**Passage provided:**
● ● ●
New sub-variant of Omicron is growing at almost 10 per cent a day - Dr Tony Holohan

Northern Ireland registers BA.2 as dominant variant already

Forty per cent of new Covid-19 cases here are believed to involve a more transmissible and possibly more severe sub-variant of Omicron, according to chief medical officer Dr Tony Holohan.

The BA.2 sub-lineage of Omicron, which is growing at almost 10 per cent a day, is expected to become dominant in the Republic by the end of the month, he said in his latest letter to Government.

It is already dominant in Northern Ireland, according to data published this week by UK public health authorities.

New research suggests BA.2 may cause more severe disease and is more effective in evading some of the existing protections against Covid-19.


The study from Japan, which has not been peer reviewed, found it may be as capable of causing serious illness as previous variants, such as Delta.

As well as evading vaccine immunity, it is resistant to some treatments, such as the monoclonal antibody sotrovimab, according to the lab study.
● ● ●
**What you have to do:**
Continue the report on the BA.2 Omicron sub-variant, starting after its last sentence. The data that comes next has nothing to do with the report on the Omicron sub-variant.

**Exercise data:**
● ● ●
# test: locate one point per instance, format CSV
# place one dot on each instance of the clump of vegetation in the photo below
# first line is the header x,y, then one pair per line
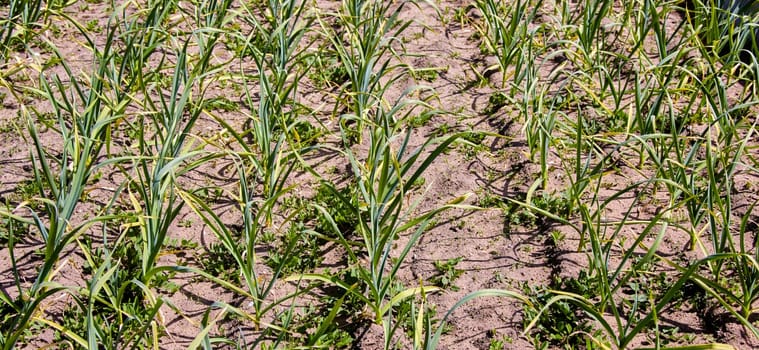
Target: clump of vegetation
● ● ●
**Reply to the task:**
BA.2 cannot be identified without genomic sequencing of cases, but its growth can be estimated by the declining percentage of current infections that are S-gene target negative in a PCR test. The Omicron variant is S-gene target negative in tests, but the proportion of such results has declined from almost 100 per cent to 60 per cent in recent weeks as BA.2 has advanced.

Some experts have called for BA.2, which is up to 50 per cent more contagious than Omicron, to be designated as a separate variant of concern.

In his letter, Dr Holohan warns that the pandemic is not over, that levels of infection remain high and that a cohort of the population remain vulnerable to the emergence of new variants with increased transmissibility, immune escape and/or virulence.